■ **Material to process**:
◇ ◇ ◇ ◇ ◇ ◇ ◇

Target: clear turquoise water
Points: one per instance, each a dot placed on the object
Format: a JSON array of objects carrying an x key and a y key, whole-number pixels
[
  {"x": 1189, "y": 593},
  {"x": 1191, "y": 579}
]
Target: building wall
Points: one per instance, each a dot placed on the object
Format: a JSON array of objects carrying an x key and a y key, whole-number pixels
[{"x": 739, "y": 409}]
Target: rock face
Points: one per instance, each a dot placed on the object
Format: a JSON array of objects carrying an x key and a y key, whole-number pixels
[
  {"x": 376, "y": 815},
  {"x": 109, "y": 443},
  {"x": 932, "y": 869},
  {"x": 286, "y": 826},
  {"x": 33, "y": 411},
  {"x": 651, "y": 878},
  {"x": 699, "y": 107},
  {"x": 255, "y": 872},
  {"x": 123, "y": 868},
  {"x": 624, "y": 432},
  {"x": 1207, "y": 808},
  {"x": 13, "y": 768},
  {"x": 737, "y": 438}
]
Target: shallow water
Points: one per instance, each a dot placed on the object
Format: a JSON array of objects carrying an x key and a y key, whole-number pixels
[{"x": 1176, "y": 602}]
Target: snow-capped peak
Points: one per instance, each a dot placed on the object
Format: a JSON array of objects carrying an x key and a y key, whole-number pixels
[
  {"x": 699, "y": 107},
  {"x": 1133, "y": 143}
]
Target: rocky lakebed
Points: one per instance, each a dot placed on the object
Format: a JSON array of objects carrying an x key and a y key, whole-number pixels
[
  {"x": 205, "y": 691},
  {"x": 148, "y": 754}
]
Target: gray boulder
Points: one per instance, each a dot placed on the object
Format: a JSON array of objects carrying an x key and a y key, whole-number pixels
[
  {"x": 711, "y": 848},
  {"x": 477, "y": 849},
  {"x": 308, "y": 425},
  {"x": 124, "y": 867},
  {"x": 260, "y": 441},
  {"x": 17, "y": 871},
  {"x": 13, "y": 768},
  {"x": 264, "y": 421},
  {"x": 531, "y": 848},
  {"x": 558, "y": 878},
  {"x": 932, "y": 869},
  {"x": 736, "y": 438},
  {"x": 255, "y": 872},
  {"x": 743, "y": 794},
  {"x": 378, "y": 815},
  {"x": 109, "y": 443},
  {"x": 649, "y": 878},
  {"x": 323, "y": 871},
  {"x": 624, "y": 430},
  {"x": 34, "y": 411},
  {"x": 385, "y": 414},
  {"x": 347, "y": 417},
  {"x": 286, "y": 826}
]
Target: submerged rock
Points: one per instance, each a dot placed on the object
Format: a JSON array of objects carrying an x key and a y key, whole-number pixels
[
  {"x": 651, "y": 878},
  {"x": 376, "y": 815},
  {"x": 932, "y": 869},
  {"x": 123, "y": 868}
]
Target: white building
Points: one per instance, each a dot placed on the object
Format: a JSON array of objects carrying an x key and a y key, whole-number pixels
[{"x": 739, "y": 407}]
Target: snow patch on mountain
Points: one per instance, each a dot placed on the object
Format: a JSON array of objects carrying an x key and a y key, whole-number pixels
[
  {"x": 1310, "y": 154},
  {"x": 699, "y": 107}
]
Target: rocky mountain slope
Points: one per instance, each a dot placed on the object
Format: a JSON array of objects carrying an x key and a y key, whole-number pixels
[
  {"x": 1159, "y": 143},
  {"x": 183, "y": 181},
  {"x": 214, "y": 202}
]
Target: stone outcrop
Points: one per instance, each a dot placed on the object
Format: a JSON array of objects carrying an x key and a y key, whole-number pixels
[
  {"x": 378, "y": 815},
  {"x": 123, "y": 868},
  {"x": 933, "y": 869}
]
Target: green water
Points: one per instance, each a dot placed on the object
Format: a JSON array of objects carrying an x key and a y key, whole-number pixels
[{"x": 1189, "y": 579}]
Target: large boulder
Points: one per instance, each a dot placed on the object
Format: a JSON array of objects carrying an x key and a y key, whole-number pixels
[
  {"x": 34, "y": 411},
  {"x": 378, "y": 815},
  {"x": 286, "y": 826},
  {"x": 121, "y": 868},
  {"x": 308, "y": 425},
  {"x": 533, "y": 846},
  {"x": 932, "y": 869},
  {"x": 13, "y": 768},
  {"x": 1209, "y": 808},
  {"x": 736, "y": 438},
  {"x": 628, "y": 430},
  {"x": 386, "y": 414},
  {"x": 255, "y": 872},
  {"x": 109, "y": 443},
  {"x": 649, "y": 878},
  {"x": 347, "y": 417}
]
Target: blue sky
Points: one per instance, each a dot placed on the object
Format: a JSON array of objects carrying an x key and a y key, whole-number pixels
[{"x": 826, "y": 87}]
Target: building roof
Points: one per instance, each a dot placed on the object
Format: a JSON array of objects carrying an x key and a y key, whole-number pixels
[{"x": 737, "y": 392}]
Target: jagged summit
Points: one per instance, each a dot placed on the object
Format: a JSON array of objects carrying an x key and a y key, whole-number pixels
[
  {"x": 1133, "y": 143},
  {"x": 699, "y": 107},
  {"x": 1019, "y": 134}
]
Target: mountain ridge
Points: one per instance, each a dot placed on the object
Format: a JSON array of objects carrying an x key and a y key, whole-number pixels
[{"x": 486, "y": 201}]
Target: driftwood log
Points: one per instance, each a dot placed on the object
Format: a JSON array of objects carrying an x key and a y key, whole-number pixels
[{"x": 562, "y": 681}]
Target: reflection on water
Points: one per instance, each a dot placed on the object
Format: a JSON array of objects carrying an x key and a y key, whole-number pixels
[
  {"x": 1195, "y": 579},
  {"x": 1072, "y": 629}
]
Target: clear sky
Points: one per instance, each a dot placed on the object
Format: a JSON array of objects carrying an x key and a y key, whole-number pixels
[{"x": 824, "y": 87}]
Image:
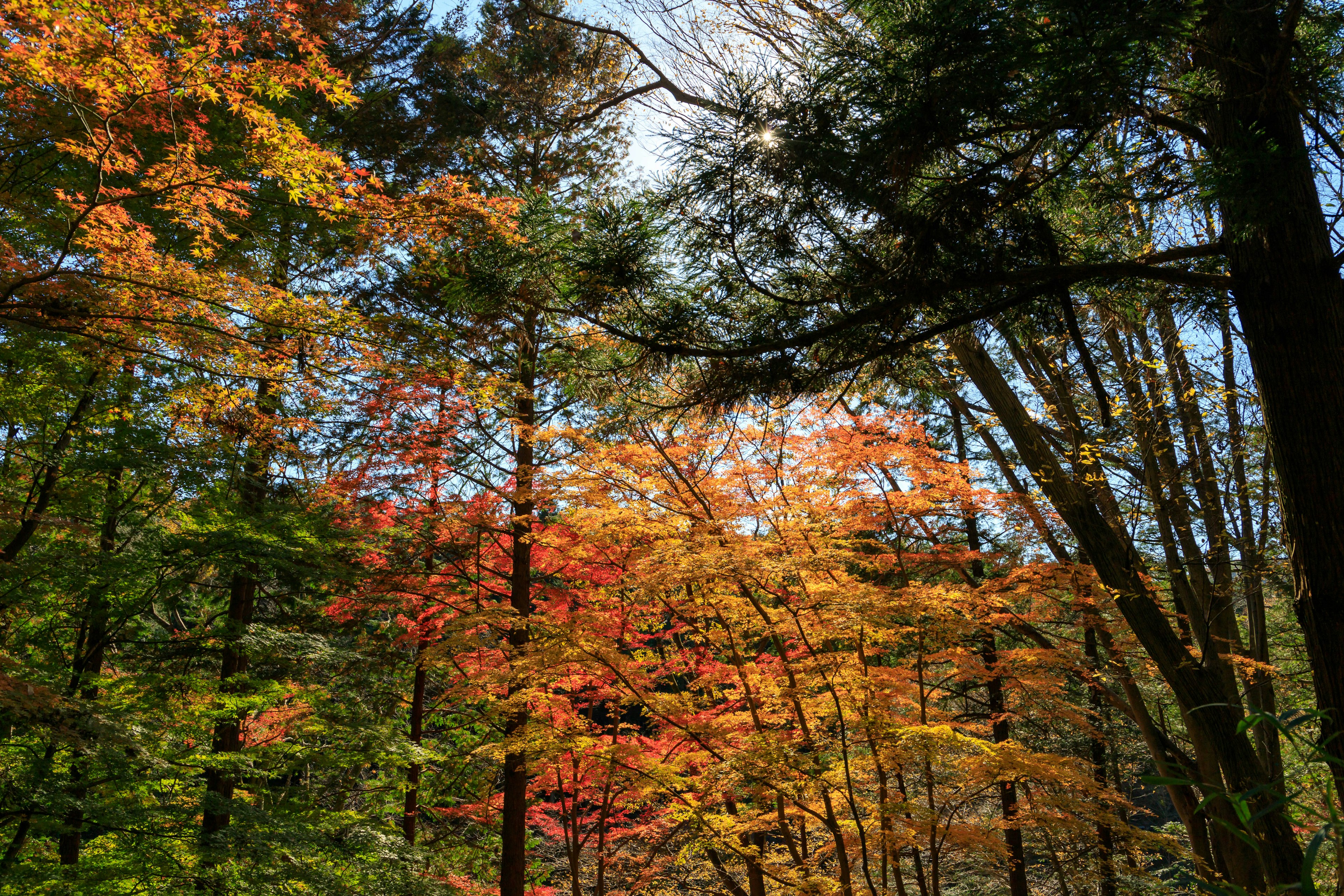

◇ ◇ ◇ ◇ ◇ ◇ ◇

Retype each entry above character for character; pictures stay out.

■ **Written response**:
Target: clear turquoise water
Points: one per instance, each a dot placed on the object
Format: a JSON array of objects carrying an x key and a y key, whole-number pixels
[
  {"x": 1189, "y": 593},
  {"x": 1191, "y": 579}
]
Target: building wall
Points: one per instance, each a dot placed on the object
Format: a JSON array of objects carrying an x key and a y key, whole-number pixels
[{"x": 739, "y": 409}]
Target: rock face
Points: one per instance, each a dot placed on the object
Format: a JSON array of objects carrying an x key and a y key, whole-number pixels
[
  {"x": 376, "y": 815},
  {"x": 109, "y": 443},
  {"x": 932, "y": 869},
  {"x": 286, "y": 826},
  {"x": 33, "y": 411},
  {"x": 651, "y": 878},
  {"x": 699, "y": 107},
  {"x": 255, "y": 872},
  {"x": 123, "y": 868},
  {"x": 624, "y": 432},
  {"x": 1207, "y": 808},
  {"x": 13, "y": 768},
  {"x": 737, "y": 438}
]
Target: shallow water
Points: one per instance, each a dot placed on the object
Format: a JSON array of objects carrying an x key and a y key, whole-number pixels
[{"x": 1176, "y": 602}]
Target: snow-capped peak
Points: one per instance, each a dot placed on the object
Format: a JSON array of objects carrying an x key and a y key, whole-number pixels
[
  {"x": 699, "y": 107},
  {"x": 1133, "y": 143}
]
Target: rocky lakebed
Points: one per instance, each a dot placed on the object
Format: a JSON array of objects carrying an x key and a y key, whole-number pixels
[
  {"x": 205, "y": 691},
  {"x": 148, "y": 754}
]
Target: gray boulder
Points: one per instance, each a dot placed on the object
Format: a JSON array of objects carrying an x key and a y key, whole-number pixels
[
  {"x": 711, "y": 848},
  {"x": 477, "y": 849},
  {"x": 308, "y": 425},
  {"x": 124, "y": 867},
  {"x": 260, "y": 441},
  {"x": 17, "y": 871},
  {"x": 13, "y": 768},
  {"x": 264, "y": 421},
  {"x": 531, "y": 848},
  {"x": 558, "y": 878},
  {"x": 932, "y": 869},
  {"x": 736, "y": 438},
  {"x": 255, "y": 872},
  {"x": 743, "y": 794},
  {"x": 378, "y": 815},
  {"x": 109, "y": 443},
  {"x": 649, "y": 878},
  {"x": 323, "y": 871},
  {"x": 624, "y": 430},
  {"x": 34, "y": 411},
  {"x": 385, "y": 414},
  {"x": 347, "y": 417},
  {"x": 286, "y": 826}
]
Target: submerged rock
Points: one per instance, each a dot placed on the object
Format: a JSON array of objects carrying an x key and a y key, whole-number pixels
[
  {"x": 651, "y": 878},
  {"x": 376, "y": 815},
  {"x": 932, "y": 869},
  {"x": 123, "y": 868}
]
Target: white building
Points: one per instance, each a dot placed on the object
Format: a JSON array of objects carrying an x key and a y key, whole-number pixels
[{"x": 739, "y": 407}]
Target: snow patch on mountain
Points: one per instance, each a dot placed on the object
Format: a JSON array of objects carrying an x key and a y key, whole-number pixels
[
  {"x": 1310, "y": 154},
  {"x": 699, "y": 107}
]
Target: rocky mountain slope
Points: one per instance, each a dot placed on the object
Format: a JSON array of objects carrying an x key and a y key, whole-number pixels
[
  {"x": 1159, "y": 143},
  {"x": 183, "y": 181},
  {"x": 214, "y": 202}
]
Target: stone outcrop
Points: one per instance, each a dot placed on the object
Format: a JSON array of objects carrying an x key and a y key, whole-number pixels
[
  {"x": 378, "y": 815},
  {"x": 123, "y": 868},
  {"x": 933, "y": 869}
]
Target: green water
Points: one per instance, each a dot placed on the object
Format: a JSON array of objects carrying an x key and a y key, whole-number pixels
[{"x": 1189, "y": 579}]
Target: large boulder
Points: one per instance, each a dot placed on the object
Format: a JSON array of objects carrying an x key and a y key, whole-number pixels
[
  {"x": 34, "y": 411},
  {"x": 378, "y": 815},
  {"x": 286, "y": 826},
  {"x": 121, "y": 868},
  {"x": 308, "y": 425},
  {"x": 533, "y": 846},
  {"x": 932, "y": 869},
  {"x": 13, "y": 768},
  {"x": 1209, "y": 808},
  {"x": 736, "y": 438},
  {"x": 628, "y": 430},
  {"x": 386, "y": 414},
  {"x": 255, "y": 872},
  {"x": 109, "y": 443},
  {"x": 649, "y": 878},
  {"x": 347, "y": 417}
]
Target: blue sky
Points: one per instance, each a dot placed on the object
Format: a JSON array of objects carrying an x key and a y key, whole-number pixels
[{"x": 826, "y": 87}]
Target: building roof
Points: one per instance, each a dot placed on the object
Format: a JSON array of objects carrying an x key and a y key, whole-number pixels
[{"x": 737, "y": 392}]
Target: jagged summit
Points: one per instance, each a dot placed on the object
Format: a JSON array of objects carrying an x key and a y key, whole-number pixels
[
  {"x": 1133, "y": 143},
  {"x": 699, "y": 107},
  {"x": 1019, "y": 134}
]
Target: mountain ridge
Points: one per instance, each a dot placed on the object
Format: a JSON array of objects carrying an x key and a y key, whole-number pixels
[{"x": 486, "y": 201}]
Target: driftwood log
Points: one per instance, each a dot placed on the object
Format: a JSON array of objects carrying an x key and a y key, whole-number pixels
[{"x": 562, "y": 681}]
Target: reflection on water
Points: one per instance, each a dot placed on the object
Format: a JSON array of objects carrying an x key and a y key, whole-number pixels
[
  {"x": 1195, "y": 579},
  {"x": 1072, "y": 629}
]
Target: clear sky
Points: one per instance, each a dot placed on the object
Format: a JSON array of objects carrying an x key and a y key, whole-number pixels
[{"x": 824, "y": 87}]
Image:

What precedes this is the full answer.